# DIRECTIONS
Every record needs to come back as written, except for the pictures.

Image-grounded pointing data:

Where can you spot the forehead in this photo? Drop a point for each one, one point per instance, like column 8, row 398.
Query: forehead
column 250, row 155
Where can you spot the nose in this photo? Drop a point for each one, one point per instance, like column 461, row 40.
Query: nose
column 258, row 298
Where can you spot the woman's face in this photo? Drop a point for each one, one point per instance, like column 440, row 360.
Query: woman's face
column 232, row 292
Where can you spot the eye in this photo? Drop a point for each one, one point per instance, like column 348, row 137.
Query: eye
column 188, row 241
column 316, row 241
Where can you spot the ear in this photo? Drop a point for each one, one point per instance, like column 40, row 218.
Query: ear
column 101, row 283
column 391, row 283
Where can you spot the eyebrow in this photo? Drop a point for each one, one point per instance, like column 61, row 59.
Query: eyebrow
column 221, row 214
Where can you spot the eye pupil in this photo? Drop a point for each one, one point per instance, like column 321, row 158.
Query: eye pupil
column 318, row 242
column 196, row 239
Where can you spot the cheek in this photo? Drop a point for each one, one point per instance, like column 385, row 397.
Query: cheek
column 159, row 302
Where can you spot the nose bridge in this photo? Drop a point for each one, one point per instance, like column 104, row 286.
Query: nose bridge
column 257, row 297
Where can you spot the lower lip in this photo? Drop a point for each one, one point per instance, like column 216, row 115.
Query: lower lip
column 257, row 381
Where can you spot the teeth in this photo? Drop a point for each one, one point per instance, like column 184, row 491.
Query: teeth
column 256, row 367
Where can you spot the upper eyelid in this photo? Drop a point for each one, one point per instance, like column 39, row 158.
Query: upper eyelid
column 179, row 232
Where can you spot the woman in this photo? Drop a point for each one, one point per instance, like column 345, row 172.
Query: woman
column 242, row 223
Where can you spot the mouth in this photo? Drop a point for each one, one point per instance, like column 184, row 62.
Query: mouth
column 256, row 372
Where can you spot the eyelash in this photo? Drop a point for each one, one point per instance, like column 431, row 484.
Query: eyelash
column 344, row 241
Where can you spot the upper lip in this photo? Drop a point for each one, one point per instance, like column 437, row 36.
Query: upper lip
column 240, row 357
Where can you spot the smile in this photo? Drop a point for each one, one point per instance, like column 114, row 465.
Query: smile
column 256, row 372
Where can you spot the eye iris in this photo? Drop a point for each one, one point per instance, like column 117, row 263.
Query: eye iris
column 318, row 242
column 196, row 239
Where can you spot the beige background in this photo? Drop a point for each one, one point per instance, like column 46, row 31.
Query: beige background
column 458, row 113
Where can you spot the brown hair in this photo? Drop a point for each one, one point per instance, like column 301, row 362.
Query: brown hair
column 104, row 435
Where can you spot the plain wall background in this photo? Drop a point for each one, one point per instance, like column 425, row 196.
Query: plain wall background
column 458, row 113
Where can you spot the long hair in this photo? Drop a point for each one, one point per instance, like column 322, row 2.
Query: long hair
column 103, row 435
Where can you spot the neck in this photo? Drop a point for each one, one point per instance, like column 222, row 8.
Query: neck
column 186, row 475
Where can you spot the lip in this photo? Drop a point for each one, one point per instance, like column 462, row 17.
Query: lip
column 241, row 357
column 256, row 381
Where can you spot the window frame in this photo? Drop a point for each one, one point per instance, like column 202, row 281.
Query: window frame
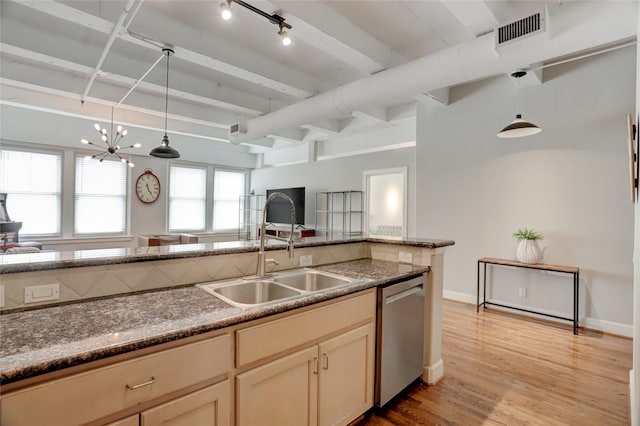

# EXERCISE RESPONSE
Where can you spot the forehead in this photo? Drop a point for each one, one point per instance, like column 8, row 398.
Query: forehead
column 250, row 155
Where can you spot the nose in this photo? Drop a point for each one, one point per instance, like column 461, row 40.
Query: nose
column 258, row 298
Where can you spot the woman's face in this photo? Drop a point for each one, one point per instance, like column 440, row 360.
Query: woman's face
column 232, row 292
Where can you spot the eye in this photo? Drop a point for each one, one point per instance, like column 348, row 137.
Query: eye
column 188, row 241
column 316, row 241
Where can you spot the ear in this photo? Drop a point for each one, one point per instance, like column 40, row 218.
Query: ear
column 101, row 283
column 391, row 283
Where can you spot the eyebrow in this photo? Drop a point for each one, one point per instance, like column 61, row 59.
Query: eyebrow
column 221, row 214
Where can you spot the eye pupil in this photo? Drop a point for each one, one point per instance, like column 321, row 158.
Query: eye pupil
column 318, row 242
column 196, row 239
Where can you spot the cheek in this photo? Drop a point for each one, one point per instance, like column 385, row 397.
Query: cheek
column 159, row 302
Where can you spot the nose bridge in this photo? Drop a point for each one, one point per instance, like column 104, row 286.
Query: nose bridge
column 257, row 297
Where can you spot the lower lip in this photo? Drop a point for each one, one point per instance, like column 216, row 115.
Query: lower lip
column 257, row 381
Where can you spot the teeth in this photo? Drop a point for each one, one point per instance, like column 184, row 491.
Query: teeth
column 256, row 367
Where can you spot the upper eyelid in this photo? Drop a point for each one, one point per instance, like column 39, row 158.
Query: upper eyelid
column 179, row 232
Where can you spot the woman in this photo? Drop a point for each one, one point per instance, like column 345, row 172.
Query: woman
column 242, row 223
Where can you spot the mouth in this photo? Drop a point for each one, one point per instance, like column 184, row 62.
Query: mouth
column 256, row 372
Where can you spot the eyelash in this photo? Drop a point for each one, one point per instance, like column 431, row 484.
Query: eyelash
column 344, row 241
Where can you spot the upper lip in this photo? Drop a point for each one, one point per instance, like column 437, row 36.
Query: upper lip
column 240, row 357
Where can you spot the smile in this photo? Drop a point for each one, one point per instance, like column 114, row 465.
Query: smile
column 256, row 372
Where can you spot the eye iris in this photo? Drop a point for each one, one point per instance, like column 117, row 263.
Query: eye iris
column 318, row 242
column 196, row 239
Where can you spot the beige background in this photo? Drop a point for each one, one point per instance, like column 46, row 31.
Query: beige background
column 458, row 113
Where can you spot the brown hair in this photo? Drop a point for each one, one point per instance, like column 301, row 362.
Query: brown hair
column 104, row 435
Where can you spot the plain wall background in this photo? Drop a point for each one, one point per instance, like column 425, row 196.
Query: plain wall background
column 458, row 113
Where can you spot the long hair in this photo? Drop a point for each one, one point per instance, like column 322, row 2.
Query: long hair
column 103, row 435
Where can you spot the neck in this photo? Drop a point for each one, one point per instance, like column 222, row 8.
Query: neck
column 186, row 475
Where can you spot the lip in this photo? Drop a point for each one, one point per instance, like column 462, row 17.
Query: lip
column 241, row 357
column 256, row 381
Where can you spot the window frame in this photo? Drop a point for each one, one point per instance, like column 202, row 281.
Query: window frame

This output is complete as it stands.